Copy out every entry precisely.

Referring expression data
== == ==

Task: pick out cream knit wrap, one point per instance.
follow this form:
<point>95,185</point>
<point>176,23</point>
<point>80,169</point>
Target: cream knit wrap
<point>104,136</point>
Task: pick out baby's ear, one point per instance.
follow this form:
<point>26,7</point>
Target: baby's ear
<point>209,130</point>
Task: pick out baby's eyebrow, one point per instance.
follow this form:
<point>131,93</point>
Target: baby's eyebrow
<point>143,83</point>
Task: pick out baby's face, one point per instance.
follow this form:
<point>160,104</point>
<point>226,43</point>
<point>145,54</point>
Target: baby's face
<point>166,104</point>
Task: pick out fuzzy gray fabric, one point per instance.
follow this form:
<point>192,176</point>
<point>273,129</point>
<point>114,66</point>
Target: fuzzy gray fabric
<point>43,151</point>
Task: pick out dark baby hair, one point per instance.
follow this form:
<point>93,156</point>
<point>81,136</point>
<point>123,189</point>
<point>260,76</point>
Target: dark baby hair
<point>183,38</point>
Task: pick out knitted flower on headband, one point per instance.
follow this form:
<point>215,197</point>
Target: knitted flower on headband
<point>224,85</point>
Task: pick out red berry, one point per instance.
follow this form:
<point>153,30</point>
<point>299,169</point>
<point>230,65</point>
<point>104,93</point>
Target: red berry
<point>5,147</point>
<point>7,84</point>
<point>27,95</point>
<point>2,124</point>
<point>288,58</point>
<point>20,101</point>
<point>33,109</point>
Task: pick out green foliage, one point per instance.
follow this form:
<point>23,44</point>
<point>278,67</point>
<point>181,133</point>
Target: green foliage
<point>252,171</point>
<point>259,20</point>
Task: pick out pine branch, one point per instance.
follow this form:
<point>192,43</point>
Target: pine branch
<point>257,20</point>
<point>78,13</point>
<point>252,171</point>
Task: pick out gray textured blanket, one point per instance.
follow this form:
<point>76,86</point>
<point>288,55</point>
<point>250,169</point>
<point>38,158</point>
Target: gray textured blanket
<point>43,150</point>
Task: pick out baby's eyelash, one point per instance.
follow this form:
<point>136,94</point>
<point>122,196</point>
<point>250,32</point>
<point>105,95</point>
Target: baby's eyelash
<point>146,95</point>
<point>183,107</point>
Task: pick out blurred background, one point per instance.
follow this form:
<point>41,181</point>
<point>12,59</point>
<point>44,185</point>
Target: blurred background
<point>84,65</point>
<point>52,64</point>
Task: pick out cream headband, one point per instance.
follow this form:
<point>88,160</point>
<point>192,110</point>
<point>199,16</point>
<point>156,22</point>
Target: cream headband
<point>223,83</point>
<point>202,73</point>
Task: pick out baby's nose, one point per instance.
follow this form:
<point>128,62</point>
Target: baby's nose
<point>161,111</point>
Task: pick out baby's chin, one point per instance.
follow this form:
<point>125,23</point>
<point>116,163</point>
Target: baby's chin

== == ==

SOLUTION TO THIS EXERCISE:
Task: pick out cream knit wrap, one point per instance.
follow this form:
<point>95,185</point>
<point>176,23</point>
<point>80,169</point>
Target: cream knit wrap
<point>104,136</point>
Task: pick out baby's ear, one point per instance.
follow this form:
<point>26,7</point>
Target: baby's ear
<point>209,130</point>
Task: pick out baby's eyebrow, one point per instance.
follow this form:
<point>131,93</point>
Target: baby's eyebrow
<point>143,83</point>
Task: pick out baby's face, one point per instance.
follow this form:
<point>160,104</point>
<point>226,43</point>
<point>145,54</point>
Target: baby's face
<point>166,104</point>
Task: pick out fuzzy gray fabric, one point per instance.
follow this form:
<point>192,176</point>
<point>273,129</point>
<point>114,66</point>
Target: fuzzy gray fabric
<point>43,151</point>
Task: pick out dark baby hair, one point per instance.
follow this form:
<point>93,156</point>
<point>81,136</point>
<point>123,189</point>
<point>260,76</point>
Target: dark baby hair
<point>183,38</point>
Task: pick out knitted flower on headband, one point per instance.
follow this form:
<point>215,197</point>
Target: knitted flower on headband
<point>224,85</point>
Task: pick out red berry, one point per instance.
follow this form:
<point>153,30</point>
<point>299,169</point>
<point>230,65</point>
<point>104,93</point>
Target: red berry
<point>5,147</point>
<point>7,84</point>
<point>27,95</point>
<point>2,124</point>
<point>288,58</point>
<point>20,101</point>
<point>33,109</point>
Task: pick out green foliage, one point per instance.
follow this form:
<point>23,44</point>
<point>278,67</point>
<point>181,133</point>
Target: green foliage
<point>252,171</point>
<point>259,20</point>
Task: pick out pine branch, one point per instance.
follow this form:
<point>192,43</point>
Target: pine branch
<point>257,20</point>
<point>78,13</point>
<point>252,171</point>
Task: pick out gray textured blanket, one point per instance.
follow this form:
<point>76,86</point>
<point>288,55</point>
<point>250,169</point>
<point>38,158</point>
Target: gray textured blanket
<point>43,150</point>
Task: pick out baby's eyelash, one point per instance.
follow this form:
<point>136,94</point>
<point>122,196</point>
<point>250,32</point>
<point>105,95</point>
Target: baby's eyelash
<point>146,95</point>
<point>183,107</point>
Task: pick out blurred background, one point per instance.
follow this form:
<point>41,181</point>
<point>12,59</point>
<point>44,185</point>
Target: blurred background
<point>84,65</point>
<point>52,64</point>
Task: pick out cream headband, one point per instance.
follow this form:
<point>88,160</point>
<point>192,110</point>
<point>199,16</point>
<point>156,22</point>
Target: cream headband
<point>223,83</point>
<point>202,73</point>
Task: pick out baby's nose, one point per instance.
follow this form:
<point>128,62</point>
Target: baby's nose
<point>161,111</point>
Task: pick out baby's chin, one point per instance.
follow this form:
<point>125,23</point>
<point>116,163</point>
Target: baby's chin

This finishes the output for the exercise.